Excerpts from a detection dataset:
## begin

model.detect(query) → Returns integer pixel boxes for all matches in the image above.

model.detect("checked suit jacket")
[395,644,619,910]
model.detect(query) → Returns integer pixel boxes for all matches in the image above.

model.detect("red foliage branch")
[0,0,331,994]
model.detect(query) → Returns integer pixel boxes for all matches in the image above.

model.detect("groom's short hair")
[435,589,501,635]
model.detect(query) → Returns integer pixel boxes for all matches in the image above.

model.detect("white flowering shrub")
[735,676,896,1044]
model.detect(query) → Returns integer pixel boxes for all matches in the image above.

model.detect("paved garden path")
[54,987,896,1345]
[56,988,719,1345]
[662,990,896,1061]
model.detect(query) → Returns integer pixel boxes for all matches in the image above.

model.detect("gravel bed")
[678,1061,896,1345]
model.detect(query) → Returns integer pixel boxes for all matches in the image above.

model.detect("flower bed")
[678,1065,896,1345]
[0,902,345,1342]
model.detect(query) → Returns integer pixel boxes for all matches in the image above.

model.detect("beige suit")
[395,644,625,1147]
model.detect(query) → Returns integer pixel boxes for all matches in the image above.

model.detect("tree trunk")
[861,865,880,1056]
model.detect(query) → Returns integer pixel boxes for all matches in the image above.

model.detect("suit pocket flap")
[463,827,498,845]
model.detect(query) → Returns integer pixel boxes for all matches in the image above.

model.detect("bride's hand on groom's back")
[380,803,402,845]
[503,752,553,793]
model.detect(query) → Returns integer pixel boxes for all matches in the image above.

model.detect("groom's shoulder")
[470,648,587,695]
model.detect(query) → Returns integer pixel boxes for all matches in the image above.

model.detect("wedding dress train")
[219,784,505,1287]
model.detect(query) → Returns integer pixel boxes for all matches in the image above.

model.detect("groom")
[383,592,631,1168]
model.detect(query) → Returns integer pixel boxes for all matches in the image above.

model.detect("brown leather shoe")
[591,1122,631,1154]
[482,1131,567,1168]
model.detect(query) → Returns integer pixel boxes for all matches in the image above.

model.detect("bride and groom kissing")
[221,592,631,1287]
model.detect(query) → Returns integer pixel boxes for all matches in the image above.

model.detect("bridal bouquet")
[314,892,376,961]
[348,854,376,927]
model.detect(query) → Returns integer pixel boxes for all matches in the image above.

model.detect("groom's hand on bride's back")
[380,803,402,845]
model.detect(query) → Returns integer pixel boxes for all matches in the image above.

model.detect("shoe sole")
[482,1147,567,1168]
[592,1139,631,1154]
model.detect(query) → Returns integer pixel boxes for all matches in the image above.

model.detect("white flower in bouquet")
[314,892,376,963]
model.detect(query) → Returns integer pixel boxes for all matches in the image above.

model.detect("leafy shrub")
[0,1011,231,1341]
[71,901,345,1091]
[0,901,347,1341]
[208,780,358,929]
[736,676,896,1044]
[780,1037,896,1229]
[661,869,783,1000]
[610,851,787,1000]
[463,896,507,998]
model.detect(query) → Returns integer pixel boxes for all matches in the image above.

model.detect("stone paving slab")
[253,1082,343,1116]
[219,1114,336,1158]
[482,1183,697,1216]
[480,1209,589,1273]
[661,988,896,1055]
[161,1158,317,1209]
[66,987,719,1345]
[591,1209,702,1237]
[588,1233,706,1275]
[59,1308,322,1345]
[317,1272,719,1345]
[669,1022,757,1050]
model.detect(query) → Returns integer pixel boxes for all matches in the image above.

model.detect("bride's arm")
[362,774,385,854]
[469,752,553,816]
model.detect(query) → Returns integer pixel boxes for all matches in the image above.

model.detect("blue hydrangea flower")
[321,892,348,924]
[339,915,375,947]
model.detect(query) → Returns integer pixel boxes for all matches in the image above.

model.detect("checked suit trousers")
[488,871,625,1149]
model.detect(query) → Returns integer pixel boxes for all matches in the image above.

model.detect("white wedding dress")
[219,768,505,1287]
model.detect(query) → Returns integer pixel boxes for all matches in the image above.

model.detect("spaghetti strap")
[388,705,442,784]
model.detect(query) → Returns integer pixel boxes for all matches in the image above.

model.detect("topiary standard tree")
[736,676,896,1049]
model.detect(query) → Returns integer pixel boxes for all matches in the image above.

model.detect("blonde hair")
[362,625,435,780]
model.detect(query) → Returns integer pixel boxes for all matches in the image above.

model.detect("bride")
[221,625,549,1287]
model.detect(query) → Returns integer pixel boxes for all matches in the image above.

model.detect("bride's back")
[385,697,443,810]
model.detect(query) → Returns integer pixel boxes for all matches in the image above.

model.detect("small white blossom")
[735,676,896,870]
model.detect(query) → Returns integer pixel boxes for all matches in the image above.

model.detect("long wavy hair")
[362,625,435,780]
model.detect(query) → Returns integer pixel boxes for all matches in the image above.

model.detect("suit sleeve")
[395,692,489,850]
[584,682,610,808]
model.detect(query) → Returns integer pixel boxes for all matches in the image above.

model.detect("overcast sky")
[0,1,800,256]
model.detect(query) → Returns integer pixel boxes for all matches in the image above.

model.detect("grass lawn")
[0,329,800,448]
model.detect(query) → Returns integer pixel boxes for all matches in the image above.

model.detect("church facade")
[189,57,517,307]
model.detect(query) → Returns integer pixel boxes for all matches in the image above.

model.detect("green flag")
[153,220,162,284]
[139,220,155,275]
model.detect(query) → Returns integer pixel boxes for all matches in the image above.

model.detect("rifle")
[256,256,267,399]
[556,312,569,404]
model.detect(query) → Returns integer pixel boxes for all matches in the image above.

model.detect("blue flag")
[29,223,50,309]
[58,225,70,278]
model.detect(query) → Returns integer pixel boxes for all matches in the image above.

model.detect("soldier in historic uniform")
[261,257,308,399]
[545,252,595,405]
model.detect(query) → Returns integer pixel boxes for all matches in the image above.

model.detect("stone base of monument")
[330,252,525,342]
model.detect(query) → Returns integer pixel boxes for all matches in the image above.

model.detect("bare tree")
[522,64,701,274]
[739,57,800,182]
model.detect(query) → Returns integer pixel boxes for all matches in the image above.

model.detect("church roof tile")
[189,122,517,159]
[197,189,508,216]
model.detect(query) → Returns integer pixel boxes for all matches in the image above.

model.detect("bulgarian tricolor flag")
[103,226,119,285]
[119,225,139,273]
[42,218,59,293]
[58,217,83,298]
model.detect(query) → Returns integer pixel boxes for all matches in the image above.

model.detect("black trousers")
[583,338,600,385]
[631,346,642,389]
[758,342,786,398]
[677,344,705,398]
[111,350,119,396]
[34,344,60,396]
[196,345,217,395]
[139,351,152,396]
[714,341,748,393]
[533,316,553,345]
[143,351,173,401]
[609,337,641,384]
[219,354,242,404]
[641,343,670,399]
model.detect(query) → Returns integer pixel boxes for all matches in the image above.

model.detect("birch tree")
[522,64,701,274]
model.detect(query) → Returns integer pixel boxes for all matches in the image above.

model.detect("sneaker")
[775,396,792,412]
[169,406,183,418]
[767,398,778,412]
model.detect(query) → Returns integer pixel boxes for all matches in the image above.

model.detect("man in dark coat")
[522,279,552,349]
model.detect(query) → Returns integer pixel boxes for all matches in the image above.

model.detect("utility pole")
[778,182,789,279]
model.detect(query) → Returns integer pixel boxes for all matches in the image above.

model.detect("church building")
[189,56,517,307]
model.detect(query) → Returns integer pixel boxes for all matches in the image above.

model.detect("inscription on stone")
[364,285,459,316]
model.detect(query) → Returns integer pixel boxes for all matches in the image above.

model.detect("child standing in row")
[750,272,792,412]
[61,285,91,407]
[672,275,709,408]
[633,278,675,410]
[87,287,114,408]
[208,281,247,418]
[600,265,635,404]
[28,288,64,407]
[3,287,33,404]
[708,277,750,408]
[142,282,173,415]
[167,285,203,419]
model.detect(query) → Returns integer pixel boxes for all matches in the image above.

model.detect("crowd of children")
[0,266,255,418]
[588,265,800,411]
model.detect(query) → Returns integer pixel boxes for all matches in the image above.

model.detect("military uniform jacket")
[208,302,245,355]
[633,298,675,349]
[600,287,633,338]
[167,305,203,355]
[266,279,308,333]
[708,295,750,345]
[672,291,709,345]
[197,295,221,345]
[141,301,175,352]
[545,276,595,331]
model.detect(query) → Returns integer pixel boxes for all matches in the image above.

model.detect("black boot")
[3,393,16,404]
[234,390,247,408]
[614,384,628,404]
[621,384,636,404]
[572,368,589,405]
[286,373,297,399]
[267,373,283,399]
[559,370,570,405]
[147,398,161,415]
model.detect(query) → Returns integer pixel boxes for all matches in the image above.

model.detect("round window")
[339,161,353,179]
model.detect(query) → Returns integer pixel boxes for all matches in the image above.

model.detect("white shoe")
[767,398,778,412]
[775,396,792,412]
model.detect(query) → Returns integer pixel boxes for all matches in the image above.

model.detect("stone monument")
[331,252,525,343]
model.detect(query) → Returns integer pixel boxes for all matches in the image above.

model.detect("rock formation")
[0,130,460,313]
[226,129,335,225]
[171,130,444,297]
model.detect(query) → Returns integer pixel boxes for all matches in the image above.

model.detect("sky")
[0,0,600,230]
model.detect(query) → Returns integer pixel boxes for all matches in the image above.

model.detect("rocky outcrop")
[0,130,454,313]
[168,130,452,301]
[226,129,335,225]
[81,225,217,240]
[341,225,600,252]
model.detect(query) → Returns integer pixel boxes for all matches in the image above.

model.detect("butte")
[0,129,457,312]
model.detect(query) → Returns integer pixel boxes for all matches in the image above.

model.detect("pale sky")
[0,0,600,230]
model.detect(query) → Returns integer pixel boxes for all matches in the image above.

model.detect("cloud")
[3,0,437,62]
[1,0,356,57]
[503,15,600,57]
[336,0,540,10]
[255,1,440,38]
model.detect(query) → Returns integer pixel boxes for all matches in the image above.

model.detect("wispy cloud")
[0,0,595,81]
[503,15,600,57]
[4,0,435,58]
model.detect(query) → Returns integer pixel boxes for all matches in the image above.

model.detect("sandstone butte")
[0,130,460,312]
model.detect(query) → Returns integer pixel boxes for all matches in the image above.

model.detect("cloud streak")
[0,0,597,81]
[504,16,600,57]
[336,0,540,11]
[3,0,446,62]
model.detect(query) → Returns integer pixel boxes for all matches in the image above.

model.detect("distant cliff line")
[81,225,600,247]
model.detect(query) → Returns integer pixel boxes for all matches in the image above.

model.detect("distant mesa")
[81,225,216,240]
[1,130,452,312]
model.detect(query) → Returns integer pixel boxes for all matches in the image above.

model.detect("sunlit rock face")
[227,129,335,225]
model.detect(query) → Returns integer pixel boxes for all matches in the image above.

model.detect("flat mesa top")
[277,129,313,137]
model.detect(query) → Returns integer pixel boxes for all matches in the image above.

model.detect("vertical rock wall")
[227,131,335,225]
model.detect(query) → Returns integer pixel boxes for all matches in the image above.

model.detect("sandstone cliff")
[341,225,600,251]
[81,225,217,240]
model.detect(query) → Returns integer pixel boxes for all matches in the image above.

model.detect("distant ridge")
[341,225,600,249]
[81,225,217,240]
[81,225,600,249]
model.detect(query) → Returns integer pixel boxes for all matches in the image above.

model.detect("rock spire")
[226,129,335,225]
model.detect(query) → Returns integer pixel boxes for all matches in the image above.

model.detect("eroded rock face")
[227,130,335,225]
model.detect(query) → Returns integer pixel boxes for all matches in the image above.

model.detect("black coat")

## end

## WRITTEN REQUEST
Gather every line of the records above that contains the string "bride", matching case exactly.

## RESPONSE
model.detect("bride's hand on groom's back")
model.detect("bride and groom kissing")
model.detect("groom's hand on bride's back")
model.detect("bride's arm")
model.detect("bride")
model.detect("bride's back")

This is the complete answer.